§ **PASSAGE**
_ _ _ _ _ _ _

Will this work if my house is almost always around 60 degrees?
Hello -- great forum. I have a question. I have two new starters going, don't feel like making a proofing box and have to keep turning the lights on and off to keep the oven at the right temperature. I might look into getting a lower wattage bulb or unscrewing one, but there are cages on them and it looks like a hassle. At night the starters get cold and if I forget to set the timer they get too hot. Actual conversation at midnight: "Honey, that light was supposed to be on, right?" "NO! Oh no! They're going to die! Go turn it off!". "This is crazy, you know." "Yeah, but go turn off the light, please?"
I have put a pan of warm water in there which helps maintain the heat longer, but would rather just leave it on the counter. During winter, I have no warm place in the house except for my bed and we're not like that. During summer, it's way too hot in here, but I could manage to keep it in the basement but might not bake much anyway so that might not matter.
Can I just feed twice per day and let it adapt to the environment we have? In winter the thermostat is set at 53 during the night.
Just prop the oven door open so the heat doesn't build up too much. Pop a thermometer in there that you can see easily through the window and adjust how big the gap is so the space stays about 85ºF. I had to do that with my oven since it would get to the high 90's if it stayed shut. A rolled up towel in the door that left a 1" gap did the trick just fine. And the towel obviously stuck in the door also serves as a signal not to tuen the oven on by accident.
--------
Paul
I hate to generalize based on my starter (which seems to defy every piece of advice I see on these pages) but, my starter does just fine in my house which I keep at 60 degrees in the winter.When I want a higher temperature, I use an insulated cardboard box and a heating pad set on low in the bottom. My particular box will stay at about 72 - 75 degrees which my apparently very cold hardy levain considers quite toasty. No construction skills required.
In summer, when the levain is out of its refrigerator (my personal schedule requires that it go into cold storage during the week), I tend to keep it in my basement or in a cooler with a small chunk of "blue ice" so that is stays fairly cool.
The more papers I read on the kinds of lactobacilli that live in our starters, the more I am convinced that they are extremely adaptive to their environment. Researchers are finding new strains in bakery cultures all the time. I can say no more than it raises bread quite nicely for me on a weekly basis, so what I am doing works for it and me.
Hope this is helpful.
The bread I'm making now is supposed to rise in the bowl at a temperature of 90 F. It's a cold day in Montreal and I can't get anywhere near that temperature, so I put it to rise, in the bowl, on top of the fridge which is an almost constant 75F. It doubled in 4 hours and is now in its pans, back on top of the fridge, rising their little heads off. I think starters do adapt to low temperatures quite well, if there are enough wild little yeasts floating around to capture. As long as they're not frozen or over-heated, they should respond, maybe a bit slower than usual, but they can still live.
Ditto to what proth5 and PaddyL said; our house is never above 60 in the fall, winter, or spring. Being Downeast Maine, summer's only a few days long, so we're cool/cold most of the time. Sometimes I get impatient when I'm trying to get something to proof, and stick it in the (gas) oven with the pilot light, but otherwise the counter works just fine.
As for getting a starter going, those temps shouldn't give you any real problem. Things might move a little slowly, but better that than too fast; I killed my first really good starter when things warmed up during syrup making season and I didn't feed it enough!
Keep it up; the yeasties will adjust.
edh
Wouldn't it actually benefit the starter to be at a cooler temperature, as it will develop flavors that don't come forward at higher temperatures?
I placed my starters in the refrigerator just for that purpose.
Rudy
I always retard the dough in the refrigerator overnight. The enzymatic action of the amylases break down the starch into fermentable sugars and is also a good way to control the timing of the bake. I try to keep it at around 77 deg. Fahr. during the secondary fermentation phase. This requires around 6 hours till it's ready for the oven.
So cold can be a good thing!
Wild-Yeast
Last Nights Bake
Wow, that's a beautiful photo.
I went with Paul's suggestion and use the dish towel in the oven door. It's great because I'm not patient enough to let it sit on my counter after all! But I might try it some day.

_ _ _ _ _ _ _

§ **DATASET EXCERPTS**
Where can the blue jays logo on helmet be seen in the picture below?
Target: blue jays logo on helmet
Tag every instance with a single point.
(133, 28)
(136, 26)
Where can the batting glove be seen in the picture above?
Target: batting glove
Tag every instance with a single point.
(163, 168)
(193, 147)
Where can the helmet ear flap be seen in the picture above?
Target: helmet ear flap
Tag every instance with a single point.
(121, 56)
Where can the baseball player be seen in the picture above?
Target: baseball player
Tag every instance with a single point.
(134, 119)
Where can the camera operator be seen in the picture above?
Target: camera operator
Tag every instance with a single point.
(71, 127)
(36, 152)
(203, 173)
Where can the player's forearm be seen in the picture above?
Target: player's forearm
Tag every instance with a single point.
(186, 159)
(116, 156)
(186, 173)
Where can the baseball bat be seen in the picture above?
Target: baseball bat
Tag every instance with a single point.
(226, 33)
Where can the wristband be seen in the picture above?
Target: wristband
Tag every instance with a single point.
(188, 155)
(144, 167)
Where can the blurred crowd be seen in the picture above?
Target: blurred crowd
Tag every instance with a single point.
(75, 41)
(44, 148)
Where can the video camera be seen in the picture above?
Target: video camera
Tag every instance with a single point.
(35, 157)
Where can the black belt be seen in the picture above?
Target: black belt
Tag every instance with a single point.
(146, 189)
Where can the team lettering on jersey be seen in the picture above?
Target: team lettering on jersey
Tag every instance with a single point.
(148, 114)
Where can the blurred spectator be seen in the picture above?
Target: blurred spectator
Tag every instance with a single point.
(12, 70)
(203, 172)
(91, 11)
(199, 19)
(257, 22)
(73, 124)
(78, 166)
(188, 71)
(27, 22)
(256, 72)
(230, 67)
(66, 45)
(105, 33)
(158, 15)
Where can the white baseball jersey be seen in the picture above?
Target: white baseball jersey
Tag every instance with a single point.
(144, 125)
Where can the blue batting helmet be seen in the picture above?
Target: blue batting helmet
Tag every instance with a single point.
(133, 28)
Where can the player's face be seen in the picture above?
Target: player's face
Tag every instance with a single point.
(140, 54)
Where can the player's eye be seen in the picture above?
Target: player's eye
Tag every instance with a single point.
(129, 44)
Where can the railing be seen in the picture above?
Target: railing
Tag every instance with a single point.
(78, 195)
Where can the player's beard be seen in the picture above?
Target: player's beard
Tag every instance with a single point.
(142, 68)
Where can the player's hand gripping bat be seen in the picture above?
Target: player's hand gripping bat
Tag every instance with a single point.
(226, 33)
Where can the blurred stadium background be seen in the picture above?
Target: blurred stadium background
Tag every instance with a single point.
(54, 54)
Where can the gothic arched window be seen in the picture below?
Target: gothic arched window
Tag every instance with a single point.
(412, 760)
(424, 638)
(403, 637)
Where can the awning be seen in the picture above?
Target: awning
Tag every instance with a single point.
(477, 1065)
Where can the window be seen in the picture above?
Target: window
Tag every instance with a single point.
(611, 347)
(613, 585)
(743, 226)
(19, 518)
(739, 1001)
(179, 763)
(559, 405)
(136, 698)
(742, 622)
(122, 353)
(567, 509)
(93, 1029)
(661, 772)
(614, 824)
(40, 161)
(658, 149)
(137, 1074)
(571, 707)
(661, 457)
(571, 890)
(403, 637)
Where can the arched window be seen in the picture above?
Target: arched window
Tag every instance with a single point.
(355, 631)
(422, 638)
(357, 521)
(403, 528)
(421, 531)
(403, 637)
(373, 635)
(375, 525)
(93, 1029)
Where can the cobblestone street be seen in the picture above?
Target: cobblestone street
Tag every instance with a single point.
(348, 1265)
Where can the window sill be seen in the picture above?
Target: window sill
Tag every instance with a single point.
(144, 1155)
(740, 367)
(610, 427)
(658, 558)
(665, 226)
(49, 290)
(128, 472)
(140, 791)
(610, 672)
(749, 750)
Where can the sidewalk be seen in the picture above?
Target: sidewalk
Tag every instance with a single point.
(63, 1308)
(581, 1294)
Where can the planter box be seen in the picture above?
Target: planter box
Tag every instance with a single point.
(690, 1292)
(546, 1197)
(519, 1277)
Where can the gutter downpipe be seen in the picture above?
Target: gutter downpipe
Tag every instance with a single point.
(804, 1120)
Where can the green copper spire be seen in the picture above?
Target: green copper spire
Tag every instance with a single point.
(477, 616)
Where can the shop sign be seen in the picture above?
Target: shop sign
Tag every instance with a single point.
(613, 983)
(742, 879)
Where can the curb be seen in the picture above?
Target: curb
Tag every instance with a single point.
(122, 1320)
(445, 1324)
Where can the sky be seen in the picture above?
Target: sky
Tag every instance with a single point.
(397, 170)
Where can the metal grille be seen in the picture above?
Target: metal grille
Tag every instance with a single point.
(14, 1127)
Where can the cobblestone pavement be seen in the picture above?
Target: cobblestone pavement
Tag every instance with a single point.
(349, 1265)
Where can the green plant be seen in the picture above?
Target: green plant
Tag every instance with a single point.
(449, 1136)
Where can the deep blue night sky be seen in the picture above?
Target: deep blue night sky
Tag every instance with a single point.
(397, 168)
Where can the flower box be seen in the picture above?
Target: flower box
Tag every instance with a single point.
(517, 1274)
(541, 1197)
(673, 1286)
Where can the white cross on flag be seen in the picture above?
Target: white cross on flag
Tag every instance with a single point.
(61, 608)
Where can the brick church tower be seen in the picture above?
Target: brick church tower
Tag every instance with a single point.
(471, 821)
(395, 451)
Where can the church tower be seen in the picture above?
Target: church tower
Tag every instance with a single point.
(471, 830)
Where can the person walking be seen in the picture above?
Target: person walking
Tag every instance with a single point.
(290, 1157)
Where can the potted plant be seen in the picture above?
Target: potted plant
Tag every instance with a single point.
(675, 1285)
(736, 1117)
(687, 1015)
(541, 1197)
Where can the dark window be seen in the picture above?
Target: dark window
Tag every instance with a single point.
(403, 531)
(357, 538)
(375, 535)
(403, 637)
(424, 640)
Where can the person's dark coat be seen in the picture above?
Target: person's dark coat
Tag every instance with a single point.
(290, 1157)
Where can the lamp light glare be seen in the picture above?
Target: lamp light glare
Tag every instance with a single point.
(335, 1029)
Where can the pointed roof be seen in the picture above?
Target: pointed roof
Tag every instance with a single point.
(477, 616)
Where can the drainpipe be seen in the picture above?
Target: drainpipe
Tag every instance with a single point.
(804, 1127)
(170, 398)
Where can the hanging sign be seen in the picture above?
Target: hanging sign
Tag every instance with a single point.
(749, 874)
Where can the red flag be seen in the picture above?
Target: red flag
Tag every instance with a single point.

_ _ _ _ _ _ _

§ **BRIEF A**
From the forum thread on sourdough starters, reproduce the passage starting with "I went with" and going on through "it some day.".
§ **BRIEF B**
Answer these questions from the forum thread on sourdough starters:
(i) At what temperature is the thermostat set during winter nights in the house of the person asking the question?
(ii) What temperature does Paul say the propped-open oven space should stay at?
(iii) What is the temperature on top of the fridge where the bread is put to rise on a cold day in Montreal?

§ **WORKED SOLUTION A**
I went with Paul's suggestion and use the dish towel in the oven door. It's great because I'm not patient enough to let it sit on my counter after all! But I might try it some day.

§ **WORKED SOLUTION B**
(i) 53 degrees
(ii) About 85ºF
(iii) An almost constant 75F